■ TEXT FOR ANALYSIS ■
[Start of section]
Police raid finds rare pangolins, king cobras packed for restaurant delivery in Vietnam

By Staff reporters   October 27, 2017 | 10:30 am GMT+7
Police raid finds rare pangolins, king cobras packed for restaurant delivery in Vietnam
A police photo shows pangolins rescued from a house in Binh Phuoc Province on Thursday.

The owner said he was going to sell them to Vietnamese consumers up north.

A police raid on Thursday at a farmhouse in southern Vietnam uncovered cages and bags of pangolins and other rare animals apparently waiting to be shipped to restaurants.

Environment police busted the house in Loc Ninh District in Binh Phuoc Province, around three hours north of Saigon, at around 5 p.m. and found scores of wild animals being kept illegally.

Among them were 23 pangolins, 100 long-tailed macaques, 27 king cobras and dozens of Asian water monitors. The International Union for Conservation of Nature lists the king cobra as a vulnerable species and the pangolin as threatened by extinction.

The pangolin, a defenseless anteater, is a major victim of wildlife trafficking as some people consider their meat a delicacy while its scales are used to make boots and shoes. Many also believe that the scales can be used as an effective treat for conditions such as psoriasis and poor circulation in traditional Chinese medicine, despite the lack of scientific evidence.

Conservationists say that Vietnam is both a market and a transit point for pangolin trafficking networks.

Most of the animals were kept in bags, possibly ready for transport, while others were in small cages, media reports said.

The owner of the farm, Le Quang Hanh, was issued a license to raise and trade reptiles of legal origins in  2009, but he failed to produce any documents for the animals the police found during the inspection.

He said he'd bought them from different sources and was planning to sell them to consumers in northern Vietnam.

Police are investigating further. No arrests have been made.
[End of section]
■ RECORD SET ■
[Start of section]
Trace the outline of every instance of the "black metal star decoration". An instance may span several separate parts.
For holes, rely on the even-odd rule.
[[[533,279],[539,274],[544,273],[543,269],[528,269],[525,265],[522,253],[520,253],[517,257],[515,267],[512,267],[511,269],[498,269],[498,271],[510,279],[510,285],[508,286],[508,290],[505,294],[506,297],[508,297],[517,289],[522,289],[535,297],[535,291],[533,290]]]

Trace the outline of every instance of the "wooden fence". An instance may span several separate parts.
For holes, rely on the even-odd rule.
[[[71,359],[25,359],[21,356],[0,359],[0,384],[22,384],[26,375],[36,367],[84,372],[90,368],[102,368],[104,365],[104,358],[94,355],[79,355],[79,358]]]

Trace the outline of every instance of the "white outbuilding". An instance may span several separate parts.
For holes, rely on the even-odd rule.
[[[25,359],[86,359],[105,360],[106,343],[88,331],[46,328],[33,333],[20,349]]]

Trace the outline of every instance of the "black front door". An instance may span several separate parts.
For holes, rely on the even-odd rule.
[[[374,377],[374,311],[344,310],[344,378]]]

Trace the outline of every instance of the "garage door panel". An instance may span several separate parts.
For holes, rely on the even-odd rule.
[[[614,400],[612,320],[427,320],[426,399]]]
[End of section]
[Start of section]
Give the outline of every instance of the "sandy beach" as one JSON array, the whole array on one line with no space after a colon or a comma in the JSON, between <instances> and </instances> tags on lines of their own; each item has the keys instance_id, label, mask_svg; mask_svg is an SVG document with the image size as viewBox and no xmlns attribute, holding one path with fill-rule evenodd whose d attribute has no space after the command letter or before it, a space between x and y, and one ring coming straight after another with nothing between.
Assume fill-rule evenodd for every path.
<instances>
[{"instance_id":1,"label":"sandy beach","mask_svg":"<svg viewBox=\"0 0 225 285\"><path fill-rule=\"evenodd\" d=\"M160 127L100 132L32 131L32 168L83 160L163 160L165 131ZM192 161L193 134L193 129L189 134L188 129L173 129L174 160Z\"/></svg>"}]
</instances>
[End of section]
■ INSTRUCTIONS FOR THE TASK ■
Copy the passage of the article on the pangolin raid from "By Staff reporters   October" to "shipped to restaurants." without changing a word.

■ TASK RESPONSE ■
By Staff reporters   October 27, 2017 | 10:30 am GMT+7
Police raid finds rare pangolins, king cobras packed for restaurant delivery in Vietnam
A police photo shows pangolins rescued from a house in Binh Phuoc Province on Thursday.

The owner said he was going to sell them to Vietnamese consumers up north.

A police raid on Thursday at a farmhouse in southern Vietnam uncovered cages and bags of pangolins and other rare animals apparently waiting to be shipped to restaurants.